-- start Document section --
Monday, Jan 13, 2014

* Sun-Times

Two Republican state lawmakers are drafting legislation to ban former gang members from working for the Illinois prison system and three other state agencies in the wake of a Chicago Sun-Times investigation.

Under the proposal by Reps. Dennis Reboletti, R-Elmhurst, and John Anthony, R-Morris, a person who is “documented to have been a member of a criminal gang” would be prohibited from employment by the state Department of Corrections, State Police, the Department of Juvenile Justice and the Department of Children and Family Services.

The legislation comes after the Sun-Times disclosed that Xadrian R. McCraven, a former gang member, was hired to a six-figure job within the state prison system last year despite being found unfit to work for IDOC in 2007 and 2011 because of problems identified in background checks.

McCraven had been working for DCFS until 2012 but was fired from the child-welfare system for allegedly sending lewd emails and falsifying a job application. He was transferred to a $111,432-a-year job as senior adviser to the IDOC chief of parole after settling a lawsuit and a union grievance he’d filed over his DCFS firing.

Federal court records show McCraven’s criminal history includes two dozen arrests that had been expunged and three misdemeanor convictions. He admitted being a gang member for two years in the late 1980s in a corrections job application he filled out in 2011.

* Illinois Observer

Under their proposal, a person who is documented to have been a member of a criminal gang would be prohibited from employment by the Illinois Department of Corrections, the Illinois State Police, the Illinois Department of Juvenile Justice and the Illinois Department of Children and Family Services.

For the prohibition to apply, there would have to be documentary evidence that he or she was a member of a criminal street gang, including a gang related conviction of gang-related offense or finding of fact by a court and would apply to all hiring by agencies including unionized and political hires.

* Tribune

Similarly, Rep. Ives is looking to address the situation in a broader sense with a proposal prohibiting a person with two or more criminal convictions from holding employment with the State of Illinois.

“I think the taxpayers of Illinois are fed up with these types of stories,” stated Ives. “To have a politically connected employee bounce between agencies collecting a high level salary with this type of record, all the while apparently falsifying qualifications is just not acceptable. And to have been repeatedly ‘placed’ into positions just leaves you asking more questions.”

Under her proposal, a person who has been convicted two or more times of criminal offenses including a felony, class A Misdemeanor or a DUI would be ineligible to be employed in any position by the State of Illinois. While it would exempt certain traffic violations and smaller class misdemeanors, the prohibition would apply prospectively to all state hiring including unionized, political, legislative and judicial employees.

* And the Sun-Times, which recently editorialized against allowing anyone to run for any political office who has a felony record, doesn’t like either of these proposals

Yes, McCraven’s hiring record raises troubling questions. We’ve made it clear in earlier editorials that we don’t think a guy like him belongs in a job like that. But two solutions offered Friday from three Illinois legislators are the wrong answer.
-- end Document section --
-- start Data records --
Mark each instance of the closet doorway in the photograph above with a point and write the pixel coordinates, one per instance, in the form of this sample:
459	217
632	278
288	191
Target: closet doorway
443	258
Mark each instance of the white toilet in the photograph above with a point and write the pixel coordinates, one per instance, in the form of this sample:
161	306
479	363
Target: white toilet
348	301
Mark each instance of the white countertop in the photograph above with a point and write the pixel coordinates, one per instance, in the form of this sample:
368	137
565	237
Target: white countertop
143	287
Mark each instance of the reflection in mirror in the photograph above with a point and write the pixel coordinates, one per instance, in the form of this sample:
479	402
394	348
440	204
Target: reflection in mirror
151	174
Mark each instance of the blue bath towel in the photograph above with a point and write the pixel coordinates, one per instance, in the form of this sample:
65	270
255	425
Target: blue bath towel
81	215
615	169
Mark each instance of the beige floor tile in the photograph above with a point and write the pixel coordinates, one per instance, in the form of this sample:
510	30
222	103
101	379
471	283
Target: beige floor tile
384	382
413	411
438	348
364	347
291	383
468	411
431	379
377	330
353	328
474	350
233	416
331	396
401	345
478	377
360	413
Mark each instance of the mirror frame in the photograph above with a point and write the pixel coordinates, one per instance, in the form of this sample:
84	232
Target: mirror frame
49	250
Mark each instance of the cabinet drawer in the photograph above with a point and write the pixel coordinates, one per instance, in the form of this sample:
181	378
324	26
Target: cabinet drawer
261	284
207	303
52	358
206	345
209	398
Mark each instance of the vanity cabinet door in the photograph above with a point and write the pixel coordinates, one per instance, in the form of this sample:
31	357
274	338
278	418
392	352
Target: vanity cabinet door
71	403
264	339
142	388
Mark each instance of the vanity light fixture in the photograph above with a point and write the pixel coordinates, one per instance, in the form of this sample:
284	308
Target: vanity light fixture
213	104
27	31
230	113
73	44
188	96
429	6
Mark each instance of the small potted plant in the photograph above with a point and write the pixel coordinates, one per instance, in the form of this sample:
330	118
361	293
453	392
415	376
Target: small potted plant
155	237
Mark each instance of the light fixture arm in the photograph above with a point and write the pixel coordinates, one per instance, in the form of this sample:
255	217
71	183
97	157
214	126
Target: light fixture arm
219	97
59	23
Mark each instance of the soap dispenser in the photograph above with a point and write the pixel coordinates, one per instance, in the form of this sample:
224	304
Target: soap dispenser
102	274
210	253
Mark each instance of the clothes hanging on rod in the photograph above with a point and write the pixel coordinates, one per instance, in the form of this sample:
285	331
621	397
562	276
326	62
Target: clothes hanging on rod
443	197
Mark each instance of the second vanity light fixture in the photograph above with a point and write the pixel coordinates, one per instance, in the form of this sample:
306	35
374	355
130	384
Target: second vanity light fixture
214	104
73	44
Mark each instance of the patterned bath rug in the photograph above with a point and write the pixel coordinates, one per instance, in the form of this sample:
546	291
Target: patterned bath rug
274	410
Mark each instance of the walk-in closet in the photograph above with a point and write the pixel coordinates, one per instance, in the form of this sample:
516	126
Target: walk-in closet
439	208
-- end Data records --
▸ What to do:
(1) In the rows, update the lines from the line containing "Mark each instance of the clothes" through the end of the rows, replacing "instance" with "occurrence" and changing nothing else.
(2) Write what comes next in the article on Illinois hiring legislation, continuing after its final sentence.
The article on Illinois hiring legislation and the rows are unrelated to each other.

▸ Exercise answers:
(1)
Mark each occurrence of the clothes hanging on rod in the photograph above with a point and write the pixel coordinates, one per occurrence, in the form of this sample:
285	331
621	397
562	276
326	62
Target: clothes hanging on rod
443	197
Mark each occurrence of the second vanity light fixture in the photograph above with a point and write the pixel coordinates, one per occurrence, in the form of this sample:
306	35
374	355
130	384
Target: second vanity light fixture
214	104
73	44
Mark each occurrence of the patterned bath rug in the photograph above with a point and write the pixel coordinates, one per occurrence, in the form of this sample:
546	291
Target: patterned bath rug
274	410
Mark each occurrence of the walk-in closet in the photograph above with a point and write the pixel coordinates, one per occurrence, in the form of this sample:
516	126
Target: walk-in closet
439	208

(2)
State Rep. Dennis Reboletti, R-Elmhurst, and state Rep. John Anthony, R-Morris want to ban anyone who ever has been a member of a gang from working for the Illinois Department of Corrections, the Illinois Department of Juvenile Justice, the Illinois State Police or the Illinois Department of Children and Family Services. State Rep. Jeanne Ives, R-Wheaton, wants to prohibit anyone with two or more criminal convictions, exempting traffic tickets and some other minor violations, from holding any state job — ever.

Sorry, that just won’t work. Too many young people grow up in neighborhoods where it’s as easy — or perhaps easier — to pick up a gang affiliation or criminal conviction as it is for a North Shore teenager to be caught shoplifting. Denying these young people a chance at a good state job might close off the best opportunity they have for a solid career. As John Hagedorn, associate professor of criminal justice at the University of Illinois at Chicago, has pointed out, many young people leave gangs and go on to lead productive lives. Rather than ban young people, we’d be better off trying to help them get a stable foothold in society.

We know the primary election is coming up in March, meaning this isn’t exactly the best time of year for thoughtful legislative ideas.

But these two proposals should be quietly taken out in the back and dropped into the dumpster.

Thoughts?

- Posted by Rich Miller        


29 Comments
  1. - Chavez-respecting Obamist - Monday, Jan 13, 14 @ 12:59 pm:

    Exactly how long do we punish someone for being a former gang member?


  2. - shore - Monday, Jan 13, 14 @ 1:00 pm:

    I’d much rather see a serious effort at reducing the size and potency of gangs as well as an effort at drying up the base of disaffected young men they draw from-and no not by having the FBI round up all 18.000 of them.

    Reboletti at least on chicago tonight seems like a serious, well informed man. this is worthwhile, but there are bigger fish to go after in that pond.


  3. - friend of a friend - Monday, Jan 13, 14 @ 1:08 pm:

    How can a guy who worked off and on in State government since 1993 hide his expunged record? Sun-Times says he disclosed this information and his 1980’s gang affiliation to IDOC and they STILL took him. He was a college grad, police officer, social worker, Chief of Staff at a major State agency. Do you really believe that people didn’t know? Seriously?


  4. - wordslinger - Monday, Jan 13, 14 @ 1:15 pm:

    No chance at rehabilitation? See you in church, reps.


  5. - Demoralized - Monday, Jan 13, 14 @ 1:26 pm:

    I don’t agree with Rep. Ives’ legislation to ban an individual from state employment. I’m not for punishing people for the rest of their lives for something they have already paid the price for.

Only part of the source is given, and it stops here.